**** Excerpted passage ****

Writing the Novel_ From Plot to Print - Lawrence Block [57]
Some writers put in a certain number of hours each working day. I’ve never worked that way, and research leads me to believe that most pros pace themselves more by the amount they produce than the time it takes to produce it.
I’m certainly more comfortable making a contract with myself to produce five pages of copy, than to spend three hours at the typewriter. For one thing, the amount of time I spend working doesn’t seem particularly relevant. Nobody’s paying me by the hour, and nobody’s checking to see if I punched the old time clock at the appointed hour. The idea of spending a set number of hours working may help to allay one’s conscience, but I don’t think it has much to do with the business of writing.
Some days the writing flows and I can do my five pages in one glorious hour. When that happens, I’m free to do as I wish with the rest of the day. I’ve learned to stop writing then and there, because my mind’s tired after five pages, whether it took me one hour or three hours to get them written.

**** Extracted records ****

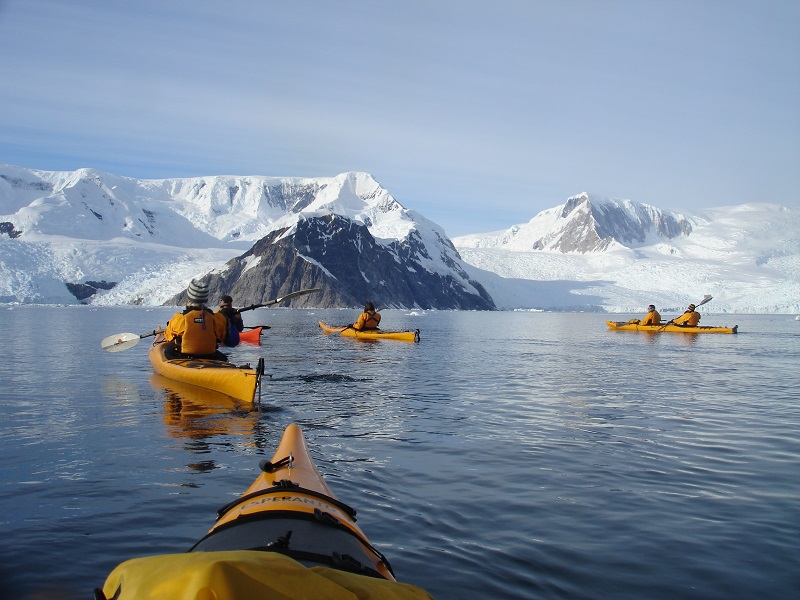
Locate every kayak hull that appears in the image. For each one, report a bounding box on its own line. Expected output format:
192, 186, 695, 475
147, 334, 263, 403
319, 321, 419, 342
192, 424, 394, 581
95, 424, 432, 600
606, 321, 739, 333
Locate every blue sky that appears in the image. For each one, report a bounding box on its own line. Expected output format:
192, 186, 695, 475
0, 0, 800, 236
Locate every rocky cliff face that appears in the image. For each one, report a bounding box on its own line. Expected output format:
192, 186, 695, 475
170, 214, 495, 310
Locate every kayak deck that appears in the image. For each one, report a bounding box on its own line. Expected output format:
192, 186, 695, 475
95, 424, 433, 600
190, 424, 394, 581
606, 319, 739, 333
319, 321, 419, 342
147, 334, 264, 402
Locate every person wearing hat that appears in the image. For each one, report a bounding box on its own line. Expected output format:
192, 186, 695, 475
639, 304, 661, 325
217, 294, 244, 348
164, 279, 228, 356
350, 302, 381, 331
671, 304, 700, 327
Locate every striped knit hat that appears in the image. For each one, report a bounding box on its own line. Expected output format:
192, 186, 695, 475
188, 279, 208, 304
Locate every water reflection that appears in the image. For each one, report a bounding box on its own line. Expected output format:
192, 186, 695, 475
150, 373, 259, 440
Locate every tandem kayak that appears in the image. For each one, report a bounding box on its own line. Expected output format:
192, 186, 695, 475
147, 333, 264, 402
606, 321, 739, 333
95, 424, 432, 600
319, 321, 419, 342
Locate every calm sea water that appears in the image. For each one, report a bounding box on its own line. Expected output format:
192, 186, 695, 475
0, 306, 800, 600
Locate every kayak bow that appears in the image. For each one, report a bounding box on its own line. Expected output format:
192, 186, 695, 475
95, 424, 432, 600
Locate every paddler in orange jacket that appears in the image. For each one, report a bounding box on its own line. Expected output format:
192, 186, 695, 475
639, 304, 661, 325
351, 302, 381, 331
164, 280, 228, 356
670, 304, 700, 327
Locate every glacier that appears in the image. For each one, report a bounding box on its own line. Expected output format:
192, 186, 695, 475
0, 165, 800, 314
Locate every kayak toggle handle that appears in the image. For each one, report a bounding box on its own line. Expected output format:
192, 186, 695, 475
258, 452, 294, 473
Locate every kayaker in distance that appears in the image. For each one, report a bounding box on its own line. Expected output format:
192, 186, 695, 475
164, 280, 228, 358
350, 302, 381, 331
639, 304, 661, 325
217, 294, 244, 348
670, 304, 700, 327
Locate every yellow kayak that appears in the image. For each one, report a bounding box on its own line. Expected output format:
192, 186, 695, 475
606, 319, 739, 333
319, 321, 419, 342
95, 424, 432, 600
147, 333, 264, 402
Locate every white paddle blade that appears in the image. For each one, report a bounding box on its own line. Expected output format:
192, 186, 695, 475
100, 333, 142, 352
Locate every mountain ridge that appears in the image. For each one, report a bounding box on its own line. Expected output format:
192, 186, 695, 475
0, 165, 800, 313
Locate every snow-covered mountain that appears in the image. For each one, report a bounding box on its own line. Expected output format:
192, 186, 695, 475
0, 165, 800, 313
0, 166, 494, 309
453, 193, 800, 313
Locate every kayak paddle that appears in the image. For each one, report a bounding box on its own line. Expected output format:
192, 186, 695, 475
237, 288, 322, 312
100, 331, 159, 352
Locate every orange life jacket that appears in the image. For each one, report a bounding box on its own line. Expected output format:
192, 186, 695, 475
181, 308, 217, 354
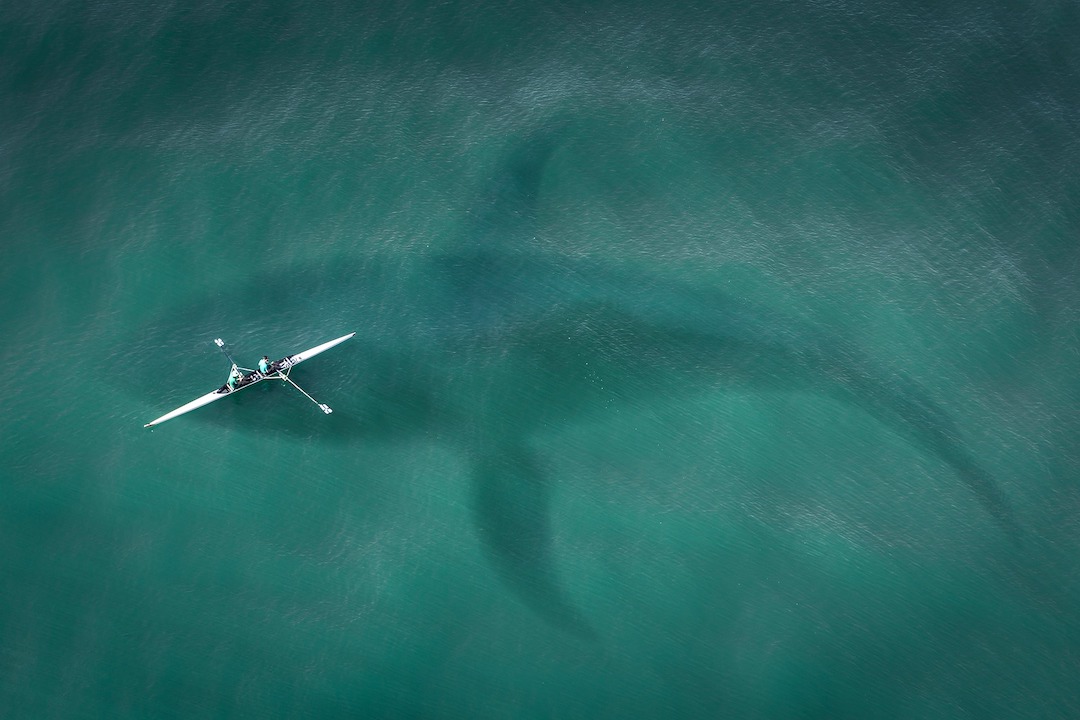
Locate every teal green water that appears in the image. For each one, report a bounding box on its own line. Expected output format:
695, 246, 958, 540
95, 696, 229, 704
0, 1, 1080, 719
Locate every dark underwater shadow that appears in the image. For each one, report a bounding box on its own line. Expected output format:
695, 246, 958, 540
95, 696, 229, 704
124, 127, 1020, 638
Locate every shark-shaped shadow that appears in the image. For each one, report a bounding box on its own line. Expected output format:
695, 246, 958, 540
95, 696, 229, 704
130, 128, 1020, 637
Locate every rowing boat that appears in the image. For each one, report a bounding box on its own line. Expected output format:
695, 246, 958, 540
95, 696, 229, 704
143, 332, 356, 427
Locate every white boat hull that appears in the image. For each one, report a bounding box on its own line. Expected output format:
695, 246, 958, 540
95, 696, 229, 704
143, 332, 356, 427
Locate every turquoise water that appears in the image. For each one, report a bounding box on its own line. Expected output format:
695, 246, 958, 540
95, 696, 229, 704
0, 2, 1080, 719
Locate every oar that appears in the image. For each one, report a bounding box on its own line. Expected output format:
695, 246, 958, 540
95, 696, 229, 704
214, 338, 254, 372
278, 372, 334, 415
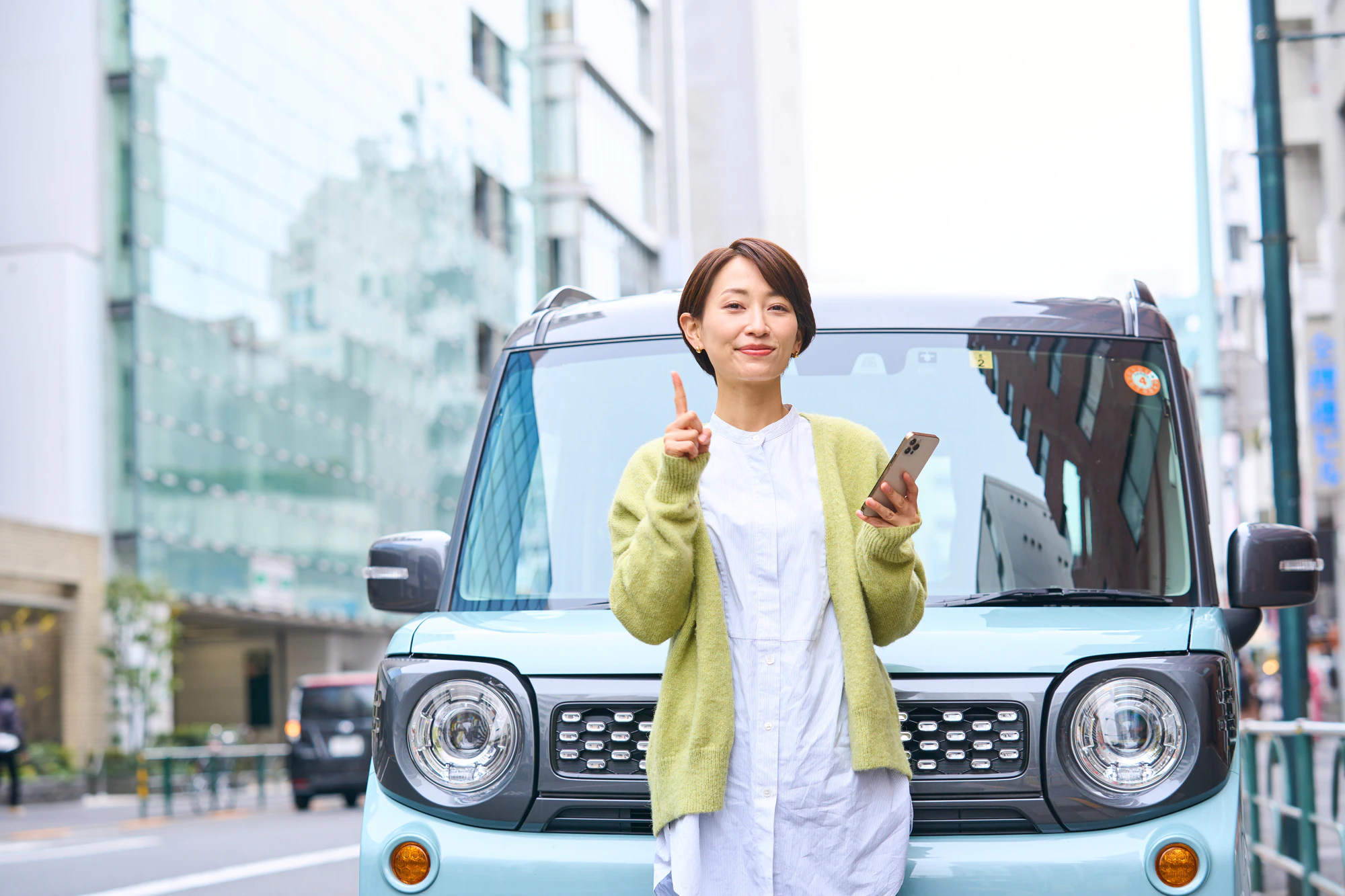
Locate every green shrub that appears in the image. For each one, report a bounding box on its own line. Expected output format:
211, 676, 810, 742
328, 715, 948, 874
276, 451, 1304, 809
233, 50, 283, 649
19, 740, 75, 778
155, 723, 210, 747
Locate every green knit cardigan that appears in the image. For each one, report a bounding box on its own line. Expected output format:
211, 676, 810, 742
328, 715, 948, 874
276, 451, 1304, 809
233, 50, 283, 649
608, 414, 925, 833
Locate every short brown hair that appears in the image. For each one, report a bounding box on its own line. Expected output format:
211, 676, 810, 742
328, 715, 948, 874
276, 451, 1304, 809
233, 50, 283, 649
677, 237, 818, 376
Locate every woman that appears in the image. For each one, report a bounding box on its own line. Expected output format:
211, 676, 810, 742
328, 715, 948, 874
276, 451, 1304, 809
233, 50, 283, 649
609, 239, 925, 896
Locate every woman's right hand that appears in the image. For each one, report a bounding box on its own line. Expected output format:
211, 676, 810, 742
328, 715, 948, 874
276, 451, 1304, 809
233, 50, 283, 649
663, 370, 710, 460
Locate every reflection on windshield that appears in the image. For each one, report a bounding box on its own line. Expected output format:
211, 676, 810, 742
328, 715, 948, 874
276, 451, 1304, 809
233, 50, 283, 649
970, 335, 1190, 595
453, 333, 1190, 610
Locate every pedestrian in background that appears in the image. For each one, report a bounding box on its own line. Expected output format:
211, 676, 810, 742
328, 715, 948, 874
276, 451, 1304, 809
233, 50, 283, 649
0, 685, 23, 815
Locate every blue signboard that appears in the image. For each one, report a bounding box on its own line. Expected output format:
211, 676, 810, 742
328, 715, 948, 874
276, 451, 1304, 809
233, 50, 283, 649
1307, 329, 1341, 489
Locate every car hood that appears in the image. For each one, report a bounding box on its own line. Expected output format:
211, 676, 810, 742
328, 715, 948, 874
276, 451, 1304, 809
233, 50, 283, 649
401, 607, 1200, 676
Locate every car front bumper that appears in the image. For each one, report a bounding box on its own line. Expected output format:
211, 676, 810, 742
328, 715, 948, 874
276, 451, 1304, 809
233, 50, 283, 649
359, 775, 1247, 896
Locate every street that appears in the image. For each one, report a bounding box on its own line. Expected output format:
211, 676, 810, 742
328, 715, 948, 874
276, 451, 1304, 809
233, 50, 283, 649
0, 788, 362, 896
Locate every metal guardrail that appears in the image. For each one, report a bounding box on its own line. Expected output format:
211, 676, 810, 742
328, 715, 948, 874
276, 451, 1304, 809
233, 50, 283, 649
1240, 719, 1345, 896
136, 744, 289, 818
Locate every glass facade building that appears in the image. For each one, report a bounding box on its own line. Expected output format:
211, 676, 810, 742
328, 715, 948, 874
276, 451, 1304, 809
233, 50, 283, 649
106, 0, 533, 619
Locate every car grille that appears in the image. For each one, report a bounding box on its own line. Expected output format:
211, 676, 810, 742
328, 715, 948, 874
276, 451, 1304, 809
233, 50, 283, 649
542, 803, 654, 834
551, 702, 1028, 780
911, 802, 1037, 837
551, 704, 654, 778
901, 702, 1028, 780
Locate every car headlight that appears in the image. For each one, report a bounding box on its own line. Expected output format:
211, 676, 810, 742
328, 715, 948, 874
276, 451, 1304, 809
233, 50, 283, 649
1069, 678, 1186, 794
406, 678, 522, 802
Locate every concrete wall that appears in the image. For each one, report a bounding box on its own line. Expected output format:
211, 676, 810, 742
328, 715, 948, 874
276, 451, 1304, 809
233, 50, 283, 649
0, 520, 106, 760
683, 0, 807, 263
0, 0, 106, 533
174, 621, 389, 740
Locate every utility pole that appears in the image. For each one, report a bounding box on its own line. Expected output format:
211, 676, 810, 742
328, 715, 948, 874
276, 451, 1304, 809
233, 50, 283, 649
1251, 0, 1317, 893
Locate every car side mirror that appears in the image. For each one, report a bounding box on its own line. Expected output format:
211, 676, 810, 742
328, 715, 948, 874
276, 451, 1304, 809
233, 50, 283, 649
1228, 524, 1325, 608
363, 530, 449, 614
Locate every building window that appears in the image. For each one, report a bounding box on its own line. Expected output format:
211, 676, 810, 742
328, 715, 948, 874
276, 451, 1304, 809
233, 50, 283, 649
476, 320, 495, 376
473, 168, 514, 251
1076, 339, 1111, 441
285, 286, 323, 332
1046, 336, 1065, 395
472, 13, 508, 104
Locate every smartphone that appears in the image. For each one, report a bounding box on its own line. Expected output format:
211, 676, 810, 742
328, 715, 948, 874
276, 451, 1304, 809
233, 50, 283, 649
861, 432, 939, 517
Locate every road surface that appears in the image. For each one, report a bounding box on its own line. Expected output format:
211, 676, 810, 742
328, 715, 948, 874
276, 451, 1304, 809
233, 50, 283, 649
0, 788, 362, 896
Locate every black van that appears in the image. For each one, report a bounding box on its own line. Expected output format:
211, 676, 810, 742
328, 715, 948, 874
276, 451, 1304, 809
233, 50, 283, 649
285, 673, 374, 809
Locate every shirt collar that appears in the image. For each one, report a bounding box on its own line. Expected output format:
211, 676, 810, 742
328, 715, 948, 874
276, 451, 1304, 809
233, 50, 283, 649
710, 405, 799, 451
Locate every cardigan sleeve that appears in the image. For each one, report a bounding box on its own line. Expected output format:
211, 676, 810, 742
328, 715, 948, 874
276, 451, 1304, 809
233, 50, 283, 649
608, 441, 710, 645
854, 436, 925, 647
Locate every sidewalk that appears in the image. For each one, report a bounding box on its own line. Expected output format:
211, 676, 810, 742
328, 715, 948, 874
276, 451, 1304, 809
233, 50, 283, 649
0, 782, 334, 844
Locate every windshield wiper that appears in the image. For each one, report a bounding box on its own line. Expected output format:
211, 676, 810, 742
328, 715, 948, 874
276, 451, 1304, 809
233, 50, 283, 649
935, 588, 1173, 607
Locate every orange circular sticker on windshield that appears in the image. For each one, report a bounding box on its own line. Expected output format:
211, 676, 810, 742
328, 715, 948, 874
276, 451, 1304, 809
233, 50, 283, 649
1126, 364, 1163, 395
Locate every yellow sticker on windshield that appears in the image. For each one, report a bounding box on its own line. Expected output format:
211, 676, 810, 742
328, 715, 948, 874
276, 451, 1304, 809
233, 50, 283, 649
1123, 364, 1163, 395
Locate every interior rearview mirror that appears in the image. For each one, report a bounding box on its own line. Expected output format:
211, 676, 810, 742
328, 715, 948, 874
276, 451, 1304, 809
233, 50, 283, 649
1228, 524, 1325, 608
363, 530, 449, 614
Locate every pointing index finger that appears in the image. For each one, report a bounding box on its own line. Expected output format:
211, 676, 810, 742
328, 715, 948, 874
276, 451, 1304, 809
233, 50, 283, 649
672, 370, 686, 417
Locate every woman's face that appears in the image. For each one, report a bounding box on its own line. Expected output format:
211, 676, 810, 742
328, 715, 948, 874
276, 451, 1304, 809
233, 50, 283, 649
681, 257, 803, 384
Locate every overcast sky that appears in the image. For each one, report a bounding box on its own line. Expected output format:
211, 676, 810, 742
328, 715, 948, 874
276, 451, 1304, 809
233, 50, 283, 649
802, 0, 1240, 297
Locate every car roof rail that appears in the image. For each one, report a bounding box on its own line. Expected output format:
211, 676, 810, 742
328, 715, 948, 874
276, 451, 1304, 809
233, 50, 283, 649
1120, 280, 1158, 336
533, 286, 597, 315
1130, 280, 1158, 308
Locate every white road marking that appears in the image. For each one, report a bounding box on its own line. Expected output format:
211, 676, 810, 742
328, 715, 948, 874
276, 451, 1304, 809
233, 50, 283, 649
73, 844, 359, 896
0, 837, 160, 865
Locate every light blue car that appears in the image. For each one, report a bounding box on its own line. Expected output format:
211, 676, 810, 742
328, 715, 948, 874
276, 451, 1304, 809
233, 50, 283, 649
360, 282, 1319, 896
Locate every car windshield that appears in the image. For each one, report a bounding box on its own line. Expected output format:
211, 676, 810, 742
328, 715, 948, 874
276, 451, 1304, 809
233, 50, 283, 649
299, 685, 374, 720
452, 332, 1192, 611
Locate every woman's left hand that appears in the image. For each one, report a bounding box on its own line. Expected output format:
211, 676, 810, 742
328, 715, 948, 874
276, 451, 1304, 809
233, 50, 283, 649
854, 473, 920, 529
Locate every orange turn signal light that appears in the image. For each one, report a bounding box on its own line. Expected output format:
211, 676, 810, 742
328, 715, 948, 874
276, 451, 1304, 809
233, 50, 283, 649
1154, 844, 1200, 887
390, 840, 429, 884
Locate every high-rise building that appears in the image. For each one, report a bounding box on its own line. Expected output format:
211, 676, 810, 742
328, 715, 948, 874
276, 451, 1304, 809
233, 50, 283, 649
0, 0, 537, 737
531, 0, 687, 297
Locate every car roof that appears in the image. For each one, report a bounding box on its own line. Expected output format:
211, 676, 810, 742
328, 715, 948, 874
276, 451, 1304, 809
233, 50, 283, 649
295, 673, 378, 688
504, 289, 1173, 348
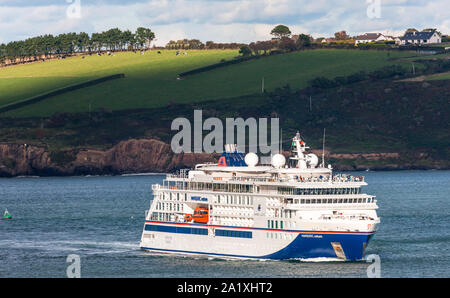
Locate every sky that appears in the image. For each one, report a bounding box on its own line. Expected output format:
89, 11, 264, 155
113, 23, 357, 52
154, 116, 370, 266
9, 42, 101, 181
0, 0, 450, 45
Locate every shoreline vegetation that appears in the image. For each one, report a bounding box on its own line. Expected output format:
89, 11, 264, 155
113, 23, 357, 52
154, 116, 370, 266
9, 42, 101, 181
0, 28, 450, 177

****

Answer these three questions from the excerpt on writing pace:
1. What does research suggest most pros pace themselves by?
2. How many pages of copy does the writer prefer to commit to producing?
3. What does the writer do after finishing the day's pages in one hour?

1. The amount they produce, not the time it takes to produce it.
2. Five pages.
3. Stops writing then and there, and is free to do as desired with the rest of the day.